── Material provided

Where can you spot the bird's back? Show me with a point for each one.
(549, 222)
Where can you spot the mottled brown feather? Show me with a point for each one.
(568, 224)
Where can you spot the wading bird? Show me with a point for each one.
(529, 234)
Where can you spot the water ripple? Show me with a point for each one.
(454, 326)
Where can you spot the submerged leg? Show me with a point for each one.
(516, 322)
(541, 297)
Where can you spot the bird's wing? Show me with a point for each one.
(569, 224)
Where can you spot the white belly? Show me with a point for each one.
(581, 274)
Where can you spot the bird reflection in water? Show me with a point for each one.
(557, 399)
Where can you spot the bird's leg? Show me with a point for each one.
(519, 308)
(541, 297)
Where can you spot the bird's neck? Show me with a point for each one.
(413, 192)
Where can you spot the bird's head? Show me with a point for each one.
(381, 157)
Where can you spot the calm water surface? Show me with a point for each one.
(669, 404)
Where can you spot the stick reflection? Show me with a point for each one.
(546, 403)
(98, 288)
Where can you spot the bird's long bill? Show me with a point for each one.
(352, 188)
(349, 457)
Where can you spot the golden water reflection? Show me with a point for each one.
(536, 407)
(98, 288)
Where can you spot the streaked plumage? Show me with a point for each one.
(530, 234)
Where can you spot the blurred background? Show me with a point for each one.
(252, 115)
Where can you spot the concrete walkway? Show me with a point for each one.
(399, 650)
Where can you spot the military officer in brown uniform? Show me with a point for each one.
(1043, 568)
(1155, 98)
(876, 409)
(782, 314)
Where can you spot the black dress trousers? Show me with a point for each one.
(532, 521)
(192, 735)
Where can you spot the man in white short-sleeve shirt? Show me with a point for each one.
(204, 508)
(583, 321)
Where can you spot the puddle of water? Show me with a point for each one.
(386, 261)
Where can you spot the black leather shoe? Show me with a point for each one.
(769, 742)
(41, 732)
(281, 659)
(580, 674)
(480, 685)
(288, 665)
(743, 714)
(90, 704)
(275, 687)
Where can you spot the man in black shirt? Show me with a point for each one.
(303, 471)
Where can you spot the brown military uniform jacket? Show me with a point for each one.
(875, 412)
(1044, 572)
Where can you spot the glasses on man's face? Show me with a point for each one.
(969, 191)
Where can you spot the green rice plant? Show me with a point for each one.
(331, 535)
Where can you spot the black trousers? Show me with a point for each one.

────

Instructions for the task: Every line above should be retyped exactly as given.

Answer to this exercise:
Where can you spot the bird's back? Show me with a point for each one.
(549, 222)
Where can you spot the mottled brown feather? Show me with a point for each one.
(568, 224)
Where can you spot the wading bird? Show me with a point for each one.
(529, 234)
Where can you spot the water ripple? Show me with a point for each one.
(454, 326)
Where can you spot the submerged leg? Show me with a point for each one.
(516, 322)
(541, 297)
Where can you spot the bird's wing? Show me with a point for each one.
(569, 224)
Where can you spot the white belly? Show me with a point for each one.
(581, 274)
Where can you spot the bird reflection in water? Show me with a point for each one.
(557, 399)
Where can you spot the bird's leg? Show me with a point for each one.
(519, 308)
(541, 297)
Where can you spot the bird's neck? Show me with a point for each one.
(413, 192)
Where can you spot the bird's head? Show me with a point for each one.
(381, 157)
Where can you spot the calm water surface? Show me with a point for each one.
(669, 404)
Where can you spot the stick reflection? Show me with a point for each one.
(546, 403)
(98, 288)
Where can you spot the bird's long bill? Show me with a point for each one.
(352, 188)
(349, 457)
Where can you spot the golden water reflection? Show me with a point for each one.
(536, 407)
(98, 288)
Where can you spot the streaked plumage? Show me with a point for each one.
(530, 234)
Where can you spot the blurred background? Show me with a point for each one.
(252, 115)
Where can you spot the concrete walkway? Show me with a point for each one.
(399, 650)
Where can you spot the military officer in brown uniform? Show me with a point for each one.
(1043, 568)
(1155, 98)
(876, 409)
(782, 314)
Where can you spot the black dress trousers? Show me with a point for each one.
(532, 521)
(192, 735)
Where can you spot the man in white short-sleeve shirt? Show me with a point for each one.
(204, 508)
(583, 321)
Where can you spot the puddle of water? Show me with a point for each one.
(386, 261)
Where can you spot the black leather shoe? Show me with a point for each one.
(769, 742)
(41, 732)
(281, 659)
(580, 674)
(480, 685)
(288, 665)
(743, 714)
(90, 704)
(275, 687)
Where can you spot the man in black shirt? Show me with a point for each one.
(303, 471)
Where can you spot the brown military uniform jacket? Show me with a point for each one.
(875, 412)
(1044, 572)
Where can you spot the glasses on man's face? Show me with a point for each one.
(969, 191)
Where can you spot the green rice plant? Show me with a point for each one.
(331, 535)
Where can you spot the black trousers? Show me with a point for each one.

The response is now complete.